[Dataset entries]
◇ ◇ ◇ ◇ ◇ ◇ ◇

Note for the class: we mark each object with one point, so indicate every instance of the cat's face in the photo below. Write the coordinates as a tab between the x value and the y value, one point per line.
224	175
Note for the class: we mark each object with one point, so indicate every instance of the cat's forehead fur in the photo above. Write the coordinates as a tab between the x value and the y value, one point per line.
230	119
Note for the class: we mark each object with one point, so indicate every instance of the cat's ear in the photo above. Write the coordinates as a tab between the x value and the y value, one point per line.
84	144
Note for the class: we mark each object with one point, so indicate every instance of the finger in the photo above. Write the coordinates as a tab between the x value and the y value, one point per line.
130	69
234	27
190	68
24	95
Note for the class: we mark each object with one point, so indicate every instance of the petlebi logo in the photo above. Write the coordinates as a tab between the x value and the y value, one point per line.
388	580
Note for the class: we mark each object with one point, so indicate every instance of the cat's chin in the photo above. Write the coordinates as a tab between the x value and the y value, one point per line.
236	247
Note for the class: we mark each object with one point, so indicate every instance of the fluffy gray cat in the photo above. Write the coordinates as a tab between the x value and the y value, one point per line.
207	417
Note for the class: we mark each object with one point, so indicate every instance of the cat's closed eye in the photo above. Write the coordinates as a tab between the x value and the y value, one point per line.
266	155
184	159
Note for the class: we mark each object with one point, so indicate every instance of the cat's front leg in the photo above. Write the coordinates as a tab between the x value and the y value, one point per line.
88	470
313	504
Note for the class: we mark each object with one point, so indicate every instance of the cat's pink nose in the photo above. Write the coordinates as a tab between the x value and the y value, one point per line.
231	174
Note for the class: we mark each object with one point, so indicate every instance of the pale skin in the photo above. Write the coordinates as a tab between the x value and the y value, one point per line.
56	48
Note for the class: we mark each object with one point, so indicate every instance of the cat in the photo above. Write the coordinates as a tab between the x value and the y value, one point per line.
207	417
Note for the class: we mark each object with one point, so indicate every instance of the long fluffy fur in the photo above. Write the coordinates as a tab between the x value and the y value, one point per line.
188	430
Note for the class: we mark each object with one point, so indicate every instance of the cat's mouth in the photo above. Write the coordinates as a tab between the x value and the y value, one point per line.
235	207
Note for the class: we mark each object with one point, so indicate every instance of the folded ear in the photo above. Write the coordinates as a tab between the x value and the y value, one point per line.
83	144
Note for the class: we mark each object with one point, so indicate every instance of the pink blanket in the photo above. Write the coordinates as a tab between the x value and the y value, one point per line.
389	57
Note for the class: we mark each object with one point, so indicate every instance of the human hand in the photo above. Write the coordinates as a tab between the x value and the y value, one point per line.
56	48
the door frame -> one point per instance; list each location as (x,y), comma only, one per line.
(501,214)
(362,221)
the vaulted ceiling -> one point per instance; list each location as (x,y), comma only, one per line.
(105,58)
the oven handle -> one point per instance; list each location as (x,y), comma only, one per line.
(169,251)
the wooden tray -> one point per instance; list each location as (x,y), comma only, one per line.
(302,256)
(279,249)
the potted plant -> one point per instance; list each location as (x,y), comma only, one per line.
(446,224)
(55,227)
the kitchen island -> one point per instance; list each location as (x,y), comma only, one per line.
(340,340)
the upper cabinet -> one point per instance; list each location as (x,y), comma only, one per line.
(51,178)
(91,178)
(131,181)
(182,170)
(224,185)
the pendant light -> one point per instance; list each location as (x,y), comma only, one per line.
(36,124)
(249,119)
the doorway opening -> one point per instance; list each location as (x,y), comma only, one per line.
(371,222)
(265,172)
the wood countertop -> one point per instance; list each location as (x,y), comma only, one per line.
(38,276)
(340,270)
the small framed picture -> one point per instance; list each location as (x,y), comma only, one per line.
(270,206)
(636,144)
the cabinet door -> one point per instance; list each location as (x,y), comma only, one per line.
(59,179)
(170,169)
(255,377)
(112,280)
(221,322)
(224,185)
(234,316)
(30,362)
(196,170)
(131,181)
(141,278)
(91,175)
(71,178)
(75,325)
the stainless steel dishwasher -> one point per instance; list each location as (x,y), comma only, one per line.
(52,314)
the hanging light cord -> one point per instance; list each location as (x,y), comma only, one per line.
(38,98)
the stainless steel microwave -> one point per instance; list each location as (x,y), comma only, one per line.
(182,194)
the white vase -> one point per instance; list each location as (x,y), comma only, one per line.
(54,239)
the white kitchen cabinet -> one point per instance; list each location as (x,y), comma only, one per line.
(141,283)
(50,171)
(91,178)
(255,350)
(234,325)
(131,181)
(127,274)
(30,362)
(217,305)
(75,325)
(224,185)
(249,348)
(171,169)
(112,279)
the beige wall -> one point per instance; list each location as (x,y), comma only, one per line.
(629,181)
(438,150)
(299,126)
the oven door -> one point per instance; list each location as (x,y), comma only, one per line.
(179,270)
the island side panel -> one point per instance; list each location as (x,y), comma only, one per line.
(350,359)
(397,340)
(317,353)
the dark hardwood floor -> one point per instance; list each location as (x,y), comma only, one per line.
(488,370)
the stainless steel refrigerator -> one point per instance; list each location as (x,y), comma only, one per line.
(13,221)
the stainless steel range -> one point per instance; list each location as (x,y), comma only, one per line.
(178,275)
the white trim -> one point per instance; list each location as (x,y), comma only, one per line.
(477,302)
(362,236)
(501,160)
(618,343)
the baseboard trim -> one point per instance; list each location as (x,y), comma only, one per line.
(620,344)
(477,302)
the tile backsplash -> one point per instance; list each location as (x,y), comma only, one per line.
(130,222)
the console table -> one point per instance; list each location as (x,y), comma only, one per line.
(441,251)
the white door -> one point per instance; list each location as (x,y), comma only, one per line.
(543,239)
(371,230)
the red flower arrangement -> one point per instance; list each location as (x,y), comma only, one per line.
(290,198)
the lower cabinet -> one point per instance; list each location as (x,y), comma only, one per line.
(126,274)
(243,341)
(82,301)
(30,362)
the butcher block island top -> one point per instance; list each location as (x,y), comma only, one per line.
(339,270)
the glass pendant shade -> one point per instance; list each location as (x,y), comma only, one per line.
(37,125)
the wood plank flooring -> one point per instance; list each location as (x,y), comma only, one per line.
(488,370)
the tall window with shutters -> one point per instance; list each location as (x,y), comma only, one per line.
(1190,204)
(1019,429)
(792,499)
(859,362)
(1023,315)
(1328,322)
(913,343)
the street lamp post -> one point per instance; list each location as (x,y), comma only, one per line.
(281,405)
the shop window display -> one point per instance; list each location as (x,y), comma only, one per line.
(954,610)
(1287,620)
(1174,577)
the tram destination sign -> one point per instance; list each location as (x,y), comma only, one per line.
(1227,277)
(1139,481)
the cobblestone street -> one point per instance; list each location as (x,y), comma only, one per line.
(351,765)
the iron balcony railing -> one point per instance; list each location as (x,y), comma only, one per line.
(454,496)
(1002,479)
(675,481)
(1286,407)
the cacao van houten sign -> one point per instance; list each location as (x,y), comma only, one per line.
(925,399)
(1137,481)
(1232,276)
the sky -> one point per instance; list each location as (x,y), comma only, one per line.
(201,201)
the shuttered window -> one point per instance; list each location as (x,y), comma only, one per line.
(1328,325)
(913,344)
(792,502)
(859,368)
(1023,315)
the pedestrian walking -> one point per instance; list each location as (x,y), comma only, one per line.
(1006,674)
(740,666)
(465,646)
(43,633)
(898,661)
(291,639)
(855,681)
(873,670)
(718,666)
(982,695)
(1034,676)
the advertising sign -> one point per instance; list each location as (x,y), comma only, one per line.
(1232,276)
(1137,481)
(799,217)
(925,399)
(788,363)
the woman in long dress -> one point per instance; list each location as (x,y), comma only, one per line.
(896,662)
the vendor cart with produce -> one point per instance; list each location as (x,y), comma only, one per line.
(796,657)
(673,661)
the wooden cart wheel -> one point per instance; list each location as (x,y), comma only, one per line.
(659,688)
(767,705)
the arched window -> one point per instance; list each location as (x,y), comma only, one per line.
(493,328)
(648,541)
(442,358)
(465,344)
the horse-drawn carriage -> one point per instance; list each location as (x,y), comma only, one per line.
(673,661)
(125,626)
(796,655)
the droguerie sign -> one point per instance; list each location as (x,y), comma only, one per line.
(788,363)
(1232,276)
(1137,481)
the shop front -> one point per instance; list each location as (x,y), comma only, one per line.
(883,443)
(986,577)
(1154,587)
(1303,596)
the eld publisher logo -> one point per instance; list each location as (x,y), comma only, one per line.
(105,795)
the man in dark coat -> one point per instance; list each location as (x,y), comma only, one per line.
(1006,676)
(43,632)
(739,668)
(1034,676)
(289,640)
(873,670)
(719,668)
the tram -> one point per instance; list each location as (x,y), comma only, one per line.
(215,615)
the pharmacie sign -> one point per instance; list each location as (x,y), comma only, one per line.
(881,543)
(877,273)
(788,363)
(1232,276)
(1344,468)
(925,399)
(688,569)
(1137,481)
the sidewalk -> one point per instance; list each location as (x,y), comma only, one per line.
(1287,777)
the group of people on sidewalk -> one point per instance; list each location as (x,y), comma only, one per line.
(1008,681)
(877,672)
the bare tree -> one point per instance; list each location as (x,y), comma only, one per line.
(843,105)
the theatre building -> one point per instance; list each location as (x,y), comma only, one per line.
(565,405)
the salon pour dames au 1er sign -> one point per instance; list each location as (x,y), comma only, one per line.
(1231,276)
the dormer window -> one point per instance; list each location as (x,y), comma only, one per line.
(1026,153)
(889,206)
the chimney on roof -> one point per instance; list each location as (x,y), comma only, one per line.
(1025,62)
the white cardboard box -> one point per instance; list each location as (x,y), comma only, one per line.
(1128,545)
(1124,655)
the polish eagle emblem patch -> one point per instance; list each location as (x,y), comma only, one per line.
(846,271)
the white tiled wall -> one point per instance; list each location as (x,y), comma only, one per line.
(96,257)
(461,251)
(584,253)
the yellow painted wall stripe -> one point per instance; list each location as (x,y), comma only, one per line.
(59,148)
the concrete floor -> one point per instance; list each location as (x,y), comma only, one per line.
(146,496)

◇ ◇ ◇ ◇ ◇ ◇ ◇

TASK REQUIREMENTS>
The "the polish eagle" line through the last line above: set these down exactly and add nothing else.

RESPONSE>
the polish eagle emblem patch -> one point per instance; list each location as (x,y), comma only, one per line.
(846,271)
the white tiled wall -> one point per instance; list each location as (x,y), comma only, one per line.
(96,257)
(461,251)
(584,253)
the yellow painted wall stripe -> one point per instance; list each location as (x,y), comma only, one per line.
(59,148)
the concrete floor -> one point per instance; list each location as (x,y), comma only, one per line.
(146,496)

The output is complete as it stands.